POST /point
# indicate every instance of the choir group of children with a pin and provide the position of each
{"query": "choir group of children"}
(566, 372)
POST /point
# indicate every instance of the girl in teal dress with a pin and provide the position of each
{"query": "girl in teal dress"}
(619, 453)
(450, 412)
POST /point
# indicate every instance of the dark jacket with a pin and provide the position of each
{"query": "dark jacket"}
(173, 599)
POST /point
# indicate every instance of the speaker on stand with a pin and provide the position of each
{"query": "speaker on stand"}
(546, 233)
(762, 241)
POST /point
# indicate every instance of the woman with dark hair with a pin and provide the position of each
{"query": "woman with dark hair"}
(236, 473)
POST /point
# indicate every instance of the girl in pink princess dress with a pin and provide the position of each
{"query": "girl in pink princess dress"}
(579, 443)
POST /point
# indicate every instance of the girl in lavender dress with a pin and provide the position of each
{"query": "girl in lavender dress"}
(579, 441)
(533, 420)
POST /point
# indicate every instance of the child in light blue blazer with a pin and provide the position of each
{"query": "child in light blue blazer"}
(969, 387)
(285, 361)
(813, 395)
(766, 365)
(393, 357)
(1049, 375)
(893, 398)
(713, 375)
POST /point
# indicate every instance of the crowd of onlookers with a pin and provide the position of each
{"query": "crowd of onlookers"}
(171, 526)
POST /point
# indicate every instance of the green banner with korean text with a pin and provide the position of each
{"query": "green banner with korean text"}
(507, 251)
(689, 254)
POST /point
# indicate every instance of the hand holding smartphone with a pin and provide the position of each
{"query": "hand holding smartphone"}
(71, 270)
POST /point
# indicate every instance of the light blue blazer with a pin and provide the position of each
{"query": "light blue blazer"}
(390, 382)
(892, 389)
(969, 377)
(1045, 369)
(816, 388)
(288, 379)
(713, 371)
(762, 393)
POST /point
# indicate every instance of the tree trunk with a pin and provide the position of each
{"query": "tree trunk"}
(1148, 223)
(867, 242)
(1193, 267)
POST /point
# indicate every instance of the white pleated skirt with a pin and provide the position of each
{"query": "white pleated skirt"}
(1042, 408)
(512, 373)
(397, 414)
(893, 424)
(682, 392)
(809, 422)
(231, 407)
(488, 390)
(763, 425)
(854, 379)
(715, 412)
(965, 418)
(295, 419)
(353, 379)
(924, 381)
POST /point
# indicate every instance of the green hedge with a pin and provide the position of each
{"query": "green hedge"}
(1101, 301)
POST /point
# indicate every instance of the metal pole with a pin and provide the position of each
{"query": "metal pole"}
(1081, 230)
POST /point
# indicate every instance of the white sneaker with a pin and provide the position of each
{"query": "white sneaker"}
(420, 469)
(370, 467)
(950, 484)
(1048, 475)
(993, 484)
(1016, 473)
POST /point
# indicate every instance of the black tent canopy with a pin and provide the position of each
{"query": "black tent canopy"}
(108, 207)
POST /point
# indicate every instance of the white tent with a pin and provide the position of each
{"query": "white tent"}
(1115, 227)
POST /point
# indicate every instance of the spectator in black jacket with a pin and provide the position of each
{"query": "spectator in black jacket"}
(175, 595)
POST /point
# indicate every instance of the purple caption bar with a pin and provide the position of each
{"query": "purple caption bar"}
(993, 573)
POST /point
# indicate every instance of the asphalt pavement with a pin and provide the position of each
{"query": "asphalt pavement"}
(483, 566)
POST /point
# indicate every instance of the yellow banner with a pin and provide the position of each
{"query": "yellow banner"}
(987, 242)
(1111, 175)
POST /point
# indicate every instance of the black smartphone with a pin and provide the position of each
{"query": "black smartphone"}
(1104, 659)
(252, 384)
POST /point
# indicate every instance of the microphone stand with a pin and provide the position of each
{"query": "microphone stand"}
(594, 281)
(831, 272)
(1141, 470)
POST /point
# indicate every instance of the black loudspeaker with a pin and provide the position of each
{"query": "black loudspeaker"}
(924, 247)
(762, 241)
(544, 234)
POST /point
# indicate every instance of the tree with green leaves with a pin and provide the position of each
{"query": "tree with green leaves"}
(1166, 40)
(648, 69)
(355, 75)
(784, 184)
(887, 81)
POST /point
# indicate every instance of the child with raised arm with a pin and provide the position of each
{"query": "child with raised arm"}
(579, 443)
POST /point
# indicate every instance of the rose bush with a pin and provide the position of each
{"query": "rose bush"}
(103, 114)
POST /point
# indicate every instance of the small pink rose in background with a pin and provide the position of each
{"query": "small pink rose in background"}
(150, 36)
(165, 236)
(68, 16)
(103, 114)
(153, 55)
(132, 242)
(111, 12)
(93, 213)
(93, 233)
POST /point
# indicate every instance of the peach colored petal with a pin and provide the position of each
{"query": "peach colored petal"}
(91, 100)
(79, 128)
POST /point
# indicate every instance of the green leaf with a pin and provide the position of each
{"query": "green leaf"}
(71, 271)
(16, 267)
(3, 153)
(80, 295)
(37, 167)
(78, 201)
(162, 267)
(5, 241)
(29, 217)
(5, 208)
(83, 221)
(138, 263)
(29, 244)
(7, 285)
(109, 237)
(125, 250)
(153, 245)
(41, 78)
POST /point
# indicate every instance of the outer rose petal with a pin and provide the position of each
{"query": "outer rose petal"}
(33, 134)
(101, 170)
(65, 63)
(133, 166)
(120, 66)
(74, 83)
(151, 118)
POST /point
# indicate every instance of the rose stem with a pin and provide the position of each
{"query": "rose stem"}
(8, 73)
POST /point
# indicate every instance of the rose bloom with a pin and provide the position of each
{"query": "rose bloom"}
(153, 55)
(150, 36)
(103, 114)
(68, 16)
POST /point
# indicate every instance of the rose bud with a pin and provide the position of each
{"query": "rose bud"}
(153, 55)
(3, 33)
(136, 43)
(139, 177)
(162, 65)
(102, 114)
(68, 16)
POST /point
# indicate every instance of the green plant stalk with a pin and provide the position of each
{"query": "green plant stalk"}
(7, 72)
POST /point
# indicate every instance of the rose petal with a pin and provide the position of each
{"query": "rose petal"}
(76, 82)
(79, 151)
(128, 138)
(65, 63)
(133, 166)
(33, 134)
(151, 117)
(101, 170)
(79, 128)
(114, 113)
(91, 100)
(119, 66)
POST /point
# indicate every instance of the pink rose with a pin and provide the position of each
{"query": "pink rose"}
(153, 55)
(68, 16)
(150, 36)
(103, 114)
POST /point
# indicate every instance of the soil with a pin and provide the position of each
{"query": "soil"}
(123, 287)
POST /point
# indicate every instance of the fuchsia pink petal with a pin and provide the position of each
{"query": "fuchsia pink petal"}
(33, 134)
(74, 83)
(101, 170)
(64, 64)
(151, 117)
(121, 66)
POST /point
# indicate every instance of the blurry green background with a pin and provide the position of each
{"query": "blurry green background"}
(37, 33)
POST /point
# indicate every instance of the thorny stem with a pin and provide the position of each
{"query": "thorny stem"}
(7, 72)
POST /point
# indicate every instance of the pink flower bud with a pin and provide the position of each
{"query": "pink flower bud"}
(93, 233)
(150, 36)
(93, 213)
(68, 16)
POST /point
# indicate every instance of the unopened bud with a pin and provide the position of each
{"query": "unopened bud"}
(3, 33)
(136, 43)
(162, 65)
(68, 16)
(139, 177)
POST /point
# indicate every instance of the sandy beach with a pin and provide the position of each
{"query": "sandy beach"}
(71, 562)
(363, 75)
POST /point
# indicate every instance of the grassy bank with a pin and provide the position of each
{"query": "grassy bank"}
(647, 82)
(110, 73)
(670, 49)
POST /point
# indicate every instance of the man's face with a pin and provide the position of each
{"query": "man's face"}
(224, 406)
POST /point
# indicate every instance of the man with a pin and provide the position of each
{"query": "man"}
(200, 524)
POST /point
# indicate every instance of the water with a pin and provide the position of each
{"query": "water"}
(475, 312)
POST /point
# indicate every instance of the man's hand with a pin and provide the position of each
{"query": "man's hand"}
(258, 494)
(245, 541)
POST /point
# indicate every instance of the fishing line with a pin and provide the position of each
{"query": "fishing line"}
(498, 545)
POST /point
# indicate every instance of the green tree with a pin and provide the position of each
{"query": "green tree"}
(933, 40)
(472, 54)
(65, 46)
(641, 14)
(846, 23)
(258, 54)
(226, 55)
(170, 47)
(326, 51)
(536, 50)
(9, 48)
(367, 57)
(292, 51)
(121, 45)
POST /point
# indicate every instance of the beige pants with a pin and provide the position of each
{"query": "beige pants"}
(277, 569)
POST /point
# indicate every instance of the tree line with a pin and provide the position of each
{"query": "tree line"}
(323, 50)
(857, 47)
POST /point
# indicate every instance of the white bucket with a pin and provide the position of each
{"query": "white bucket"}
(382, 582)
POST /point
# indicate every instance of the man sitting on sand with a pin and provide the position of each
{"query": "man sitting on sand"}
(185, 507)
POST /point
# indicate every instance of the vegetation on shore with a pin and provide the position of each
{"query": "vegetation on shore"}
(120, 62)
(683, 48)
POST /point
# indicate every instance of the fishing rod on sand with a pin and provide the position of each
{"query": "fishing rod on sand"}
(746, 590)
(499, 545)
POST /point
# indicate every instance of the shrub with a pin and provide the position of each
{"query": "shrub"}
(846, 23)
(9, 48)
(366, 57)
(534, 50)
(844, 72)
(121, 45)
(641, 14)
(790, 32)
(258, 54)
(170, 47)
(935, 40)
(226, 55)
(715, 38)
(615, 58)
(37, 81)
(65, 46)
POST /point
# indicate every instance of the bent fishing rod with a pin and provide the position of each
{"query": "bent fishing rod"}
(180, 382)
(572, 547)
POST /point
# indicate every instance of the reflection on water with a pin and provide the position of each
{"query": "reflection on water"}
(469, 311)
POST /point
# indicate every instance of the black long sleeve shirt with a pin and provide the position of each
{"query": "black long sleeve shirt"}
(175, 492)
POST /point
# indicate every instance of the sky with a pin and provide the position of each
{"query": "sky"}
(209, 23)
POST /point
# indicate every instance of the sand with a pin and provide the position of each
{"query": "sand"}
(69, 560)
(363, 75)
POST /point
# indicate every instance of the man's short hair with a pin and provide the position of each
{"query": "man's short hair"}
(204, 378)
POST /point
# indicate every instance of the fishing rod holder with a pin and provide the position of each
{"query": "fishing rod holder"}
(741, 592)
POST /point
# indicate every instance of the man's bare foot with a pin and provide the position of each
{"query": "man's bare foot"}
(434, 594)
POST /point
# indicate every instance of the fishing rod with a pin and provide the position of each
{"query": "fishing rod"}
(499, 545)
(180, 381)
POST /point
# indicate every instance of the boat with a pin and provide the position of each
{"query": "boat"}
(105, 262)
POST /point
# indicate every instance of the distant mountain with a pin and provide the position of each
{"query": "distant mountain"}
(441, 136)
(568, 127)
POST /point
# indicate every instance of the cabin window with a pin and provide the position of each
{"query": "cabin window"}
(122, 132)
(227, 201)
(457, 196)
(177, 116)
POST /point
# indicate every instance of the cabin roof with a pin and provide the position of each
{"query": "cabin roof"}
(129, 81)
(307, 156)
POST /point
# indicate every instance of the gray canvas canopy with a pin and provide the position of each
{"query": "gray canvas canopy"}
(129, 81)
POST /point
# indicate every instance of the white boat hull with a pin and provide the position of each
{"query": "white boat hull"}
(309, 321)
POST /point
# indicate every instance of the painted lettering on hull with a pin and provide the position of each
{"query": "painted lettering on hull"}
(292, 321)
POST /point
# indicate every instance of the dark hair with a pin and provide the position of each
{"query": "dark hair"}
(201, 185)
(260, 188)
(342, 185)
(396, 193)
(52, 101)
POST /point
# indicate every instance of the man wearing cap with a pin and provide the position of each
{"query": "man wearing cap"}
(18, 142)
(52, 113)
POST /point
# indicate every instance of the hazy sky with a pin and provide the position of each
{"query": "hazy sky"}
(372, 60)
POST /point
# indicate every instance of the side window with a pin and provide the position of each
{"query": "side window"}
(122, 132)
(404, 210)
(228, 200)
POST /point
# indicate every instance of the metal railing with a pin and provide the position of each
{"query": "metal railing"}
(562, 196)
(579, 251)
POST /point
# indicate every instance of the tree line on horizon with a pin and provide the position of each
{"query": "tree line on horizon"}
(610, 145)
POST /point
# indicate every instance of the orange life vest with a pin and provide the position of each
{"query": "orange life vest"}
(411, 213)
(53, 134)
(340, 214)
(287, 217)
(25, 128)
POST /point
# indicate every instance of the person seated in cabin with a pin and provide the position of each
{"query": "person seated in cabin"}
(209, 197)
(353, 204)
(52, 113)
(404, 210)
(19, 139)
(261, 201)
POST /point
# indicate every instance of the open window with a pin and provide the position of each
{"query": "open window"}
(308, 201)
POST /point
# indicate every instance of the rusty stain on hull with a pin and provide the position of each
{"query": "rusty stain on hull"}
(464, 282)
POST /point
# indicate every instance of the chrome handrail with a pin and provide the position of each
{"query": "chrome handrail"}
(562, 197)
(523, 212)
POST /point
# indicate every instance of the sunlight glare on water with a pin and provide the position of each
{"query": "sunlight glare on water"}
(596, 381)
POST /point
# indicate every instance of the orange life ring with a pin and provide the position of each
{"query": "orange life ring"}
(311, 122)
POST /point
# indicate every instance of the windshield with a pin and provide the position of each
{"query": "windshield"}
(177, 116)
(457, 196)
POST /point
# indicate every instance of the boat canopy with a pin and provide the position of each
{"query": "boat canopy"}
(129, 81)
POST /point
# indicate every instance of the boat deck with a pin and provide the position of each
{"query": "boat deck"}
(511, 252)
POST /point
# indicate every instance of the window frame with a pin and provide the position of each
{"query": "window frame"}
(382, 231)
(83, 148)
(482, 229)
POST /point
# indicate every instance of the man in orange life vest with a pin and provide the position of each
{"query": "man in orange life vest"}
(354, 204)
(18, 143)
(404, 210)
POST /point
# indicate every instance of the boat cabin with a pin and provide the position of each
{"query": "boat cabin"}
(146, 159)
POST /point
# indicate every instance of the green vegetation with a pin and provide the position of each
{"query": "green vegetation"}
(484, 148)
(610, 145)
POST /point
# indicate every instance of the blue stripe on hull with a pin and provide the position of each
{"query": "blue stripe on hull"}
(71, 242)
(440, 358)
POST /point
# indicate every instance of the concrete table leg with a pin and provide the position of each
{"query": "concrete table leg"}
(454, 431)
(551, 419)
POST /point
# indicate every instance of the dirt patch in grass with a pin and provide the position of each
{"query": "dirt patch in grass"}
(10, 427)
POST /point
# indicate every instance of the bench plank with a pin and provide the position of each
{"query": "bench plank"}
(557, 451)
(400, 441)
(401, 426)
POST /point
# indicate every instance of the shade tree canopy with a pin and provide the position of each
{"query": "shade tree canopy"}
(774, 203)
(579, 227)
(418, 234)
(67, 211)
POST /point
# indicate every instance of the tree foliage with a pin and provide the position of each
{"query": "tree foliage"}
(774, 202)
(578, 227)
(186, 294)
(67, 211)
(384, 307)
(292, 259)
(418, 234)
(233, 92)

________________

— THE EXERCISE —
Locate each line in the listing above that contains the word "loudspeaker" and copy those lines.

— REPLY TO THE TASK —
# indicate every instance of the black loudspeaker with a pin and provide the position of each
{"query": "black loudspeaker"}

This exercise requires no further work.